Work to complete:
a – Reproduce verbatim the portion of the forum post on email and instant messaging that begins at the words "That causes sentence" and stops after "at all, etc.".
b – State only the number of lines in the rows below that contain the string "hillside", treating uppercase and lowercase as distinct.

Text excerpt:
____________
On some level I also believe that these folks know that their grammar sucks and it’s a challenge for them to compose a clear paragraph so they add in the ‘i’ and ur so that it’s clear that they aren’t trying.

I tend to be a very, very fast reader. Not a true speed reader, but generally I read 2x to 3x faster than I can read aloud. This all comes to a grind halt when people start to not use conventional spellings, grammar, and punctuation. By being lazy and refusing to write in a proper manner, they slow me down.

I write emails & SDMB posts like I’m composing an essay. Here on the SDMB my spell check is manual, so typos are more common than when I write an email. But I spend the time to proof, to clean up grammar, and to re-structure sentences and paragraphs as I re-write beofre sending.

When I write emails, Word is continuously correcting my typos. For example, I type “teh” about 80% of the time & “the” about 20%; it’s just the way my fingers work. Word always fixes it before I see it. The SDMB input box never does. I try to cover for that, but I bet there’ll be a “teh” in here after I hit submit.

So much for email, on to IM …
When I am working and an IM comes in, it is 100% an interruption. It is also intended for one-line Q&A, not extended discourse. It also is viewed (by me at least) as 100% disposable, unike email which is archived forever. I view it as simply a phone call by other means.

So my typical IM response is 100% stream of sentence, just like I’m talking, but with the additional confusion of typos thrown in. And I’m typing absolutely as fast as I can, because the process is meant to be real time and typing is, for me, vastly slower than talking which in turn is barely 1/10th as fast as thinking. I can think up a paragraph in the time my fingers can type the one word “paragraph”.

That causes sentence tense or quantity disagreements, sentences that make a 90 degree turn in the middle and end up someplace that doesn’t match where they started at all, etc.

And when I get to the end of my thought, I hit Enter; I don’t start proofing. And because the IM client doesn’t do any automatic typo fixing, I get to see just how awful my typing has become.

Here are some recent typical samples of my actual IMs. each was sent from a desktop, not a PDA. Each of these is from a different “conversation”. Despite my comment above about IMs being viewed as disposable, our system logs every one for eternity.

Bottom line: I view IMs as disposable verbal conversations translated into text. I view emails as written but portable documents. Very different standards apply to their creation.

I suspect there are a few people who view both IM & email the same way I view just IM. We certainly see newbies here on the SDMB who approach it like a chat room, firing off a string of minimally thought-through one-liners. Regardless of their typing & prooffing skills, that’s evidence of a real-time conversational thought process, not an alternating essayist thought process.
____________
Information provided:
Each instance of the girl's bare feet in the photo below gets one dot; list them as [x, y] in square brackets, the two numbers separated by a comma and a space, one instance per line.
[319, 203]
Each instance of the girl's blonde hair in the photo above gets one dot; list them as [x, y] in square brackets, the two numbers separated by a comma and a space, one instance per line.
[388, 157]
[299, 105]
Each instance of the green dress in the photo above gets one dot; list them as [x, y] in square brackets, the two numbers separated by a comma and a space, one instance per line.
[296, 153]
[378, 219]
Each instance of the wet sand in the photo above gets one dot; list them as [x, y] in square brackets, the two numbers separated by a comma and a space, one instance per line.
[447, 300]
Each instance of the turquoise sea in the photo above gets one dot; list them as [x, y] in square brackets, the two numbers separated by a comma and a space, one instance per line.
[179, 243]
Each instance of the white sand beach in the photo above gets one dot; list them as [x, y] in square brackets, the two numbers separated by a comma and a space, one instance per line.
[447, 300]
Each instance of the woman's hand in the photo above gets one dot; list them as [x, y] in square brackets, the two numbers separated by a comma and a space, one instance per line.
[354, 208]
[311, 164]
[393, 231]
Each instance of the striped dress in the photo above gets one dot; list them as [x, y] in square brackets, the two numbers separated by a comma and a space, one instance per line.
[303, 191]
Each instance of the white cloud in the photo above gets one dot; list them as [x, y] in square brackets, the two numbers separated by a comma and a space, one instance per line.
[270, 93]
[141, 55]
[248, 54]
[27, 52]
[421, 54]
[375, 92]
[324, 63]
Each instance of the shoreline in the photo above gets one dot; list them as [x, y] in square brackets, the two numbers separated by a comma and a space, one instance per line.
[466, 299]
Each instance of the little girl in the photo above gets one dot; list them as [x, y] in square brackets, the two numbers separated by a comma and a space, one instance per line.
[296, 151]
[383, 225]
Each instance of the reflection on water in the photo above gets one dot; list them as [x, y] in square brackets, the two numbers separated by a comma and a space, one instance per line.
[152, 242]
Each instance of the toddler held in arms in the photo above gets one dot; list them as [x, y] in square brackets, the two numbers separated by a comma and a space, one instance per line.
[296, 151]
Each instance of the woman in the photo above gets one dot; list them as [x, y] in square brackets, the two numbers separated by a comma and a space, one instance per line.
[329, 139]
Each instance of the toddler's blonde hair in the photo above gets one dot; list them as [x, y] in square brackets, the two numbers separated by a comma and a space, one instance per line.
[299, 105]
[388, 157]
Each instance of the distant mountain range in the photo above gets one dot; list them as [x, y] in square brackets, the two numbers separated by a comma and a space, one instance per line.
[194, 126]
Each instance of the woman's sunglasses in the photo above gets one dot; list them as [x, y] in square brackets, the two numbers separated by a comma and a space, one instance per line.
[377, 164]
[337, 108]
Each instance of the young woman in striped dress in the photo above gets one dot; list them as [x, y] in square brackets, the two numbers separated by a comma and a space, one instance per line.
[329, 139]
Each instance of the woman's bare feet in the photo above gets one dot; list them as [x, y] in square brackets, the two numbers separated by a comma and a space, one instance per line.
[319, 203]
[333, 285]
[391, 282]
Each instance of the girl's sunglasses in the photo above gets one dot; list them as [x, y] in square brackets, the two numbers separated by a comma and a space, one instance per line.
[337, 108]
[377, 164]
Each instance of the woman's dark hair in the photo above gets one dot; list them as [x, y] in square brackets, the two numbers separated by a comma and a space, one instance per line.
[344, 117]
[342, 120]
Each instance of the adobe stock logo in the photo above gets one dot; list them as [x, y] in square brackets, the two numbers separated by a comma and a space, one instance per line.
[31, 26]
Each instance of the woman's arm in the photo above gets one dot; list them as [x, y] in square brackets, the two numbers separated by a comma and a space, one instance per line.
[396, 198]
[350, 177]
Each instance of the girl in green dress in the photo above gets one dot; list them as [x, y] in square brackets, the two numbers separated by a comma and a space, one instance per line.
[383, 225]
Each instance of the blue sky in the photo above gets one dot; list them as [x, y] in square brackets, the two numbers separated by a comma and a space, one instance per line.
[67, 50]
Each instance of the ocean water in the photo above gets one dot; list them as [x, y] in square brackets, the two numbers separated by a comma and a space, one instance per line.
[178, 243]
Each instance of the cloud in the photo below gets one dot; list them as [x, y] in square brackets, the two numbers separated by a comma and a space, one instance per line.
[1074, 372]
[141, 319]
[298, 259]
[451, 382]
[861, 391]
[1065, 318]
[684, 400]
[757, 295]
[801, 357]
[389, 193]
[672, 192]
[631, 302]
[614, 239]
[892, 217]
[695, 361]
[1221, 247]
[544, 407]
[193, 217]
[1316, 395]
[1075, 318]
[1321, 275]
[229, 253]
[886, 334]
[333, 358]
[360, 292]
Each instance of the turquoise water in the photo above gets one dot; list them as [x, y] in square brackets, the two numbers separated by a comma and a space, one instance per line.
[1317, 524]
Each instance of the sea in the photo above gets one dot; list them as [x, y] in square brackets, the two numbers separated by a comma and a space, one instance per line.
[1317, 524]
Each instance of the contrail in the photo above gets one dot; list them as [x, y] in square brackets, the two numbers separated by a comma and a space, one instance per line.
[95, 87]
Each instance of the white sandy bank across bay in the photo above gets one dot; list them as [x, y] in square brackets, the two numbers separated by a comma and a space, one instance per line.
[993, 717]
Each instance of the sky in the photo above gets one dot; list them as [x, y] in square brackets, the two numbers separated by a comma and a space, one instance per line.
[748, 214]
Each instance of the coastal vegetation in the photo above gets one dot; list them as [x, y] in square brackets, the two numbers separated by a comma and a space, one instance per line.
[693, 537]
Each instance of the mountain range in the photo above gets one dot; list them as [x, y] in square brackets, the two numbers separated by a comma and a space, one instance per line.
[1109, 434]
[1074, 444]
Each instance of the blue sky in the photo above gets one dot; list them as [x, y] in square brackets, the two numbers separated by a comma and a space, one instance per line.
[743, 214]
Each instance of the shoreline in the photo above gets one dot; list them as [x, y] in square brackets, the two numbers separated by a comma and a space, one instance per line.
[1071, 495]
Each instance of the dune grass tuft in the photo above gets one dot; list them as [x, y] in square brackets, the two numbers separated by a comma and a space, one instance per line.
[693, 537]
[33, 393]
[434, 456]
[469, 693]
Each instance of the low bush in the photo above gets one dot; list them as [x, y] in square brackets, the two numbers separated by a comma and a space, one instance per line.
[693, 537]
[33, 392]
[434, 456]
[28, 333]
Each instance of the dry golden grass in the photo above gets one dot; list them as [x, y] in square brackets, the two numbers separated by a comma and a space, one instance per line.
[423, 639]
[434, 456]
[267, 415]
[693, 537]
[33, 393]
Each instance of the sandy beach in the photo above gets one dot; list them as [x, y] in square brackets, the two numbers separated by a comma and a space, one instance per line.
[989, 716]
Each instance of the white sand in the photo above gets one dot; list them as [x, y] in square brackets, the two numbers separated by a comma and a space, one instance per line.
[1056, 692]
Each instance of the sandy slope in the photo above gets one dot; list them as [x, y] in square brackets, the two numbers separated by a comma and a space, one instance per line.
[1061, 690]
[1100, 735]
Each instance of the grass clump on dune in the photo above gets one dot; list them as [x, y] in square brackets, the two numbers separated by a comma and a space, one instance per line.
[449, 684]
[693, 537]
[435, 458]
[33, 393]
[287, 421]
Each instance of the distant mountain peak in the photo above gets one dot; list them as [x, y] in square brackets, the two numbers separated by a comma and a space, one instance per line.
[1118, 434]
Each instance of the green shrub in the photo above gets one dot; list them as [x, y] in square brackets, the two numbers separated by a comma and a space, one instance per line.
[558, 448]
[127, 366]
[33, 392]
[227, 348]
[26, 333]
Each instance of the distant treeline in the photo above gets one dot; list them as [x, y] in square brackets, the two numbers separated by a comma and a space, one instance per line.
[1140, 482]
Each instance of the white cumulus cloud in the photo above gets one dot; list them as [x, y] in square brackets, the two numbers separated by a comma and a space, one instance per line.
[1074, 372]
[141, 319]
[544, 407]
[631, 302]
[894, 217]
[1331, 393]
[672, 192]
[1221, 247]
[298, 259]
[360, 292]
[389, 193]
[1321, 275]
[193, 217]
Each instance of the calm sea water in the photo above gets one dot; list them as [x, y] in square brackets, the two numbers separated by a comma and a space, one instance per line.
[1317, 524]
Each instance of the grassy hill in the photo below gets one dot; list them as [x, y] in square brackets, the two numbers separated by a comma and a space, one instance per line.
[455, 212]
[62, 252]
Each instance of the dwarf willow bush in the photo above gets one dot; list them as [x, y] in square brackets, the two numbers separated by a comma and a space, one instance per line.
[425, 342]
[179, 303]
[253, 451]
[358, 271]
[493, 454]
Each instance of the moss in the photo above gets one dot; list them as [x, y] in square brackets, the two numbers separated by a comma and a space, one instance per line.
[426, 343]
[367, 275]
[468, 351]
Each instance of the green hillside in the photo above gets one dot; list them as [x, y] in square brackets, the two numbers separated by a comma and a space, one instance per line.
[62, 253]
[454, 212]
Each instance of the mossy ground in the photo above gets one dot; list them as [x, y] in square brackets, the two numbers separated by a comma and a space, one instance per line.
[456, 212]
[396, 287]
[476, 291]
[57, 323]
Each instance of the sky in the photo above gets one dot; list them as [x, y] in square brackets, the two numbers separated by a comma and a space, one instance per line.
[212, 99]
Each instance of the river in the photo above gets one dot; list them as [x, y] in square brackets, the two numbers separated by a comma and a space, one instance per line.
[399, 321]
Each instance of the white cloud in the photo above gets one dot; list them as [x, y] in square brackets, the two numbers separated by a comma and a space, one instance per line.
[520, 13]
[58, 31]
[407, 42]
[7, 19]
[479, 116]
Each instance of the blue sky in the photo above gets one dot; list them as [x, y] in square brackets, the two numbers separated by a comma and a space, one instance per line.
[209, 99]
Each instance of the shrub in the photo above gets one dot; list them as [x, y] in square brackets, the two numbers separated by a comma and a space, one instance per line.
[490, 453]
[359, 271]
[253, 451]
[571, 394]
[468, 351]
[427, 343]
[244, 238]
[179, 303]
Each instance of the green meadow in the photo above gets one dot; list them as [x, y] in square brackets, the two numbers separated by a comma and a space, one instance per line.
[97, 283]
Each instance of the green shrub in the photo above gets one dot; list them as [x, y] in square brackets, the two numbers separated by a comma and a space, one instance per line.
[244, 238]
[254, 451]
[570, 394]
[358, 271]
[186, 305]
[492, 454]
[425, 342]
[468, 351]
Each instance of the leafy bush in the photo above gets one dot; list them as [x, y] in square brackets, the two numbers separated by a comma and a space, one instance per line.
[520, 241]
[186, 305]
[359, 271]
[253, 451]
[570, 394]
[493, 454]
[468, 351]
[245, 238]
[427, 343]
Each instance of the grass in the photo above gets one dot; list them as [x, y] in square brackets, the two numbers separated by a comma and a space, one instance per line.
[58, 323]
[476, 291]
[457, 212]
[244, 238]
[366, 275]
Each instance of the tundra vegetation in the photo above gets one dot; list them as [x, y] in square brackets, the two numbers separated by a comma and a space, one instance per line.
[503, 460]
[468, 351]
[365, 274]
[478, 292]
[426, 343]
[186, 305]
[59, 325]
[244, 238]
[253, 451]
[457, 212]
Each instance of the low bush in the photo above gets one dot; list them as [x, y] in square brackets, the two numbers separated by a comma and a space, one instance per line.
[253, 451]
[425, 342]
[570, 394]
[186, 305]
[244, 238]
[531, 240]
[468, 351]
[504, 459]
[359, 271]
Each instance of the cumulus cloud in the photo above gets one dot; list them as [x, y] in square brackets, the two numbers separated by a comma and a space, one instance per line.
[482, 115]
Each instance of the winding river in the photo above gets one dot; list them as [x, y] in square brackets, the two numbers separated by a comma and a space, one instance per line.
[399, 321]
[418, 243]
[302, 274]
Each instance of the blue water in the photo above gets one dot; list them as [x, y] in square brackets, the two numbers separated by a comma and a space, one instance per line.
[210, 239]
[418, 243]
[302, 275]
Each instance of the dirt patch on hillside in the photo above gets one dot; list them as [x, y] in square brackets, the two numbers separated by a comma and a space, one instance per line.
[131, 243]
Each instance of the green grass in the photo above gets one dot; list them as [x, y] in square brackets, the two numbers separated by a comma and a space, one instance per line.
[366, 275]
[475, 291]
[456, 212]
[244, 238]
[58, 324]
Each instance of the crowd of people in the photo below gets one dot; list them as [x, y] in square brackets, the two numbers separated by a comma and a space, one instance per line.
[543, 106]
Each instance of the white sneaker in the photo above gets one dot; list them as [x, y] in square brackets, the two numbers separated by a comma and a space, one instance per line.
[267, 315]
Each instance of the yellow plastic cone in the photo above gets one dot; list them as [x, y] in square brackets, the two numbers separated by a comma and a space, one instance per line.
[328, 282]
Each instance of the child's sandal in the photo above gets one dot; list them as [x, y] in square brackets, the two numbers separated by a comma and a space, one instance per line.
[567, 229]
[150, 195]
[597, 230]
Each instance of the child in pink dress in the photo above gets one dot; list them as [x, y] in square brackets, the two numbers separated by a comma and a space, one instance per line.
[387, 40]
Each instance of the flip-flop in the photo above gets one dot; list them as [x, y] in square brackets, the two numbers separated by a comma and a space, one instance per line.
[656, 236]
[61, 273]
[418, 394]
____________
Solutions:
a –
That causes sentence tense or quantity disagreements, sentences that make a 90 degree turn in the middle and end up someplace that doesn’t match where they started at all, etc.

b – 2